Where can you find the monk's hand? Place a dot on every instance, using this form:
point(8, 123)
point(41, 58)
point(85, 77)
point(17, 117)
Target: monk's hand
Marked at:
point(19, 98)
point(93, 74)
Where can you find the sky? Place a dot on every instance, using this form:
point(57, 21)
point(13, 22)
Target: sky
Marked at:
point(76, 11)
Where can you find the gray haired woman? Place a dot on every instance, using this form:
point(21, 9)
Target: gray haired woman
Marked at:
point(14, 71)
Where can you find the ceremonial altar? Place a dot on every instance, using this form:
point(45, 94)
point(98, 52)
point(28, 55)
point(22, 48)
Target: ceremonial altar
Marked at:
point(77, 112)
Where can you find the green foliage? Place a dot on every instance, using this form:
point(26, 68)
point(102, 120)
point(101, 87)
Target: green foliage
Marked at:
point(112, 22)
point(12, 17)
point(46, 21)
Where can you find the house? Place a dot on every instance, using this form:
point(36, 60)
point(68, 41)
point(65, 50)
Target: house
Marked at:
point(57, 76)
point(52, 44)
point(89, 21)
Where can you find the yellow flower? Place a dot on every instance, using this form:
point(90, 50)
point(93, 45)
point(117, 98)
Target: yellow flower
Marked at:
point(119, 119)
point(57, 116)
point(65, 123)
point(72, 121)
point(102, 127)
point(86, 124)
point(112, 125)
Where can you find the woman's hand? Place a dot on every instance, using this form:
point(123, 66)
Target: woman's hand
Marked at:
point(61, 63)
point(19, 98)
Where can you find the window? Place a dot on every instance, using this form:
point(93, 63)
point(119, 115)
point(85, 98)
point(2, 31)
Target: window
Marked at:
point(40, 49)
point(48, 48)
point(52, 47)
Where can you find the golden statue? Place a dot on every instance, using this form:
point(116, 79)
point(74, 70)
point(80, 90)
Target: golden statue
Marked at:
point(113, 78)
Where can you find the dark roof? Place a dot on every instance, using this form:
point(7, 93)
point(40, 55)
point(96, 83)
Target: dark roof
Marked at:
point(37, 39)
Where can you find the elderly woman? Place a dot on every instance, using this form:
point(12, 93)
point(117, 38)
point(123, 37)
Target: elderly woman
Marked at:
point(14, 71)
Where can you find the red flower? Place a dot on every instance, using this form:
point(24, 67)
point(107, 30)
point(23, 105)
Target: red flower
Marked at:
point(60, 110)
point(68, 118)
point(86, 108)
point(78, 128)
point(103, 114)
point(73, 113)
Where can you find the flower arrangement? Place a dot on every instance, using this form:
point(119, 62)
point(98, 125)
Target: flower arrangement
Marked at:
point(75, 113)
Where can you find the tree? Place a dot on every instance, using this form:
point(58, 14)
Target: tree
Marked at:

* _THE PROBLEM_
Please write out all of the records above word for word, changing nothing.

* _CORRECT RESULT_
Where can you find the monk's hand? Place a dot on every instance, using this form:
point(8, 123)
point(41, 58)
point(85, 77)
point(17, 117)
Target: monk's hand
Marked at:
point(19, 98)
point(93, 74)
Where can you find the sky? Place a dot on every instance, using this form:
point(57, 21)
point(13, 22)
Target: sky
Marked at:
point(76, 11)
Where can you find the gray haired woman? Place a dot on every instance, using this form:
point(21, 9)
Target: gray haired woman
Marked at:
point(14, 71)
Where can you find the ceremonial altar? Place a dot on every instance, using this form:
point(45, 94)
point(98, 52)
point(28, 55)
point(22, 48)
Target: ceremonial altar
Marked at:
point(77, 112)
Where can you find the green foliage? Place a dot on every instance, using this form:
point(26, 68)
point(102, 120)
point(101, 87)
Target: green foliage
Marked at:
point(112, 22)
point(12, 17)
point(46, 21)
Where can you find the house? Place a dot on every instance, using this form:
point(36, 60)
point(68, 41)
point(65, 50)
Target: house
Marked at:
point(57, 76)
point(52, 44)
point(89, 21)
Where can you find the yellow flower? Place a dot on every instance, using this form:
point(90, 50)
point(93, 45)
point(117, 98)
Target: yellow flower
Marked at:
point(119, 119)
point(57, 116)
point(65, 123)
point(72, 121)
point(102, 127)
point(86, 124)
point(112, 125)
Where can you find the woman's hand? Place a dot on every instance, using this form:
point(123, 66)
Target: woman's hand
Marked at:
point(61, 63)
point(19, 98)
Where can you find the window? Place a dot on every instance, using this form:
point(93, 63)
point(119, 115)
point(85, 98)
point(2, 31)
Target: window
Marked at:
point(40, 49)
point(48, 48)
point(52, 47)
Where can you find the golden statue? Place a dot on every instance, using this form:
point(116, 79)
point(74, 70)
point(80, 90)
Target: golden statue
Marked at:
point(113, 78)
Where can you find the dark roof? Place a dot on every instance, using this form:
point(7, 93)
point(40, 55)
point(96, 83)
Target: dark roof
Marked at:
point(37, 39)
Where can you find the elderly woman? Place a dot on every instance, using this form:
point(12, 93)
point(117, 38)
point(123, 37)
Target: elderly woman
Marked at:
point(14, 71)
Where can you find the red flower? Place a dot on every instance, using this form:
point(24, 67)
point(107, 30)
point(23, 105)
Target: red flower
Marked at:
point(60, 110)
point(68, 118)
point(86, 108)
point(78, 128)
point(103, 114)
point(73, 113)
Where can you find the flower arrangement? Place a dot on every instance, using this form:
point(119, 62)
point(98, 125)
Target: flower arrangement
Marked at:
point(75, 113)
Where can you find the tree? Place a dot on every instance, using this form:
point(58, 14)
Target: tree
Marked at:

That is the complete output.